> **TASK MATERIAL**:
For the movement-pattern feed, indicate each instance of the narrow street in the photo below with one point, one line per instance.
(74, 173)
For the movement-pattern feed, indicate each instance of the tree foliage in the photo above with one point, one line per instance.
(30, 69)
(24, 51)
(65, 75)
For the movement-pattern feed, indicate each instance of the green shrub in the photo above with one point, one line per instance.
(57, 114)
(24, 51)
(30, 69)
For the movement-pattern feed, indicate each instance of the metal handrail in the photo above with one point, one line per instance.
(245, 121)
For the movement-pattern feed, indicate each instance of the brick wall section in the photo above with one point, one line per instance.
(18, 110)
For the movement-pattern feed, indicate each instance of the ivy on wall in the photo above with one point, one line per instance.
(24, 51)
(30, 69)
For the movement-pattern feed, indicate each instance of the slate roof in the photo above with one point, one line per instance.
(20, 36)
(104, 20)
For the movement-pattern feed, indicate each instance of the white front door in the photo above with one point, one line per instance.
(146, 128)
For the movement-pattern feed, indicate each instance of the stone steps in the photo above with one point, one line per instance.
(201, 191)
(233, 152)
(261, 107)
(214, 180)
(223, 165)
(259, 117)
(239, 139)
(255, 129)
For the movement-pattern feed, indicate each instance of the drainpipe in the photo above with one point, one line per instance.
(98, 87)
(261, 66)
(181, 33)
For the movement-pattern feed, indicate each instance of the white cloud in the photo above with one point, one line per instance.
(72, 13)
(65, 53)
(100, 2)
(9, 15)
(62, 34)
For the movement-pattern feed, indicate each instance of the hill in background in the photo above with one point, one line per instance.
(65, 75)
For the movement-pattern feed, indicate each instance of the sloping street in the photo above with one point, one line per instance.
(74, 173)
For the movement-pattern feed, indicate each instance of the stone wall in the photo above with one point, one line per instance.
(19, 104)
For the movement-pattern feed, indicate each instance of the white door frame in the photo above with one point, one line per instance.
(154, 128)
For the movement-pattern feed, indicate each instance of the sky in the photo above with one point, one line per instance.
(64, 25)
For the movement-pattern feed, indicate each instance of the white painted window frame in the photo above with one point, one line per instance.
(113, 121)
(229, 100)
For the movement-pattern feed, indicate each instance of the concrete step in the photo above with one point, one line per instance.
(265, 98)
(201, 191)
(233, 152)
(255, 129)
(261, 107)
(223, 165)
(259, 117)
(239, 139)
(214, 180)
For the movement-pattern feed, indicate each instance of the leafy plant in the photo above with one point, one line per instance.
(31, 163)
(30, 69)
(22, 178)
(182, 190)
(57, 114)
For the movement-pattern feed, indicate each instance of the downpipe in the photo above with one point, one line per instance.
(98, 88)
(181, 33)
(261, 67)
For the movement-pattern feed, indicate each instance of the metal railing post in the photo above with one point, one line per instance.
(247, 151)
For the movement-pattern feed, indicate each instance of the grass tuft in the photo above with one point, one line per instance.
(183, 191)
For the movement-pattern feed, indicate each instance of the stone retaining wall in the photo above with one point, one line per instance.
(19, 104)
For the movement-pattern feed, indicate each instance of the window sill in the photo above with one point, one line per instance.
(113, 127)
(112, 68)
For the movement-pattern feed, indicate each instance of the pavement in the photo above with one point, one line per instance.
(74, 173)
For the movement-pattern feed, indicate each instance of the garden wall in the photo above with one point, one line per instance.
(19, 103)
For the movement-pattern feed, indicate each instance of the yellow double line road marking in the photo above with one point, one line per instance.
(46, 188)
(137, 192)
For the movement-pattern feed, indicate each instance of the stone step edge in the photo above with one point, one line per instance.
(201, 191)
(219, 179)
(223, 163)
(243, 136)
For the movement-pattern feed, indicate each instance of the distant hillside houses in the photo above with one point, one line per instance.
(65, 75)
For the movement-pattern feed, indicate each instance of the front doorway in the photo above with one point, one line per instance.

> **GIVEN TASK**:
Give the lines above as a JSON list of strings, one string per line, from the line containing "of the window" through the last line, both included. Leave out any blank lines.

> **EXERCISE RESULT**:
[
  "For the movement-pattern feed, indicate each instance of the window sill in the photo above with one point, one line per instance.",
  "(113, 127)",
  "(112, 68)",
  "For the movement-pattern feed, indicate each instance of the pavement in the photo above with one point, one line per instance.",
  "(74, 173)",
  "For the movement-pattern feed, indicate each instance of the garden wall in the photo above with one point, one line per instance.",
  "(19, 103)",
  "For the movement-pattern feed, indicate each instance of the yellow double line road marking in the photo above with one point, one line per instance.",
  "(46, 188)",
  "(137, 192)",
  "For the movement-pattern feed, indicate each instance of the stone step edge in the photo above with one point, one line per instance.",
  "(201, 191)",
  "(219, 179)",
  "(223, 163)",
  "(243, 136)",
  "For the movement-pattern feed, indicate each instance of the distant hillside houses in the photo above with one point, one line per instance.",
  "(65, 75)",
  "For the movement-pattern feed, indicate each instance of the front doorway in the photo above with one point, one line per instance."
]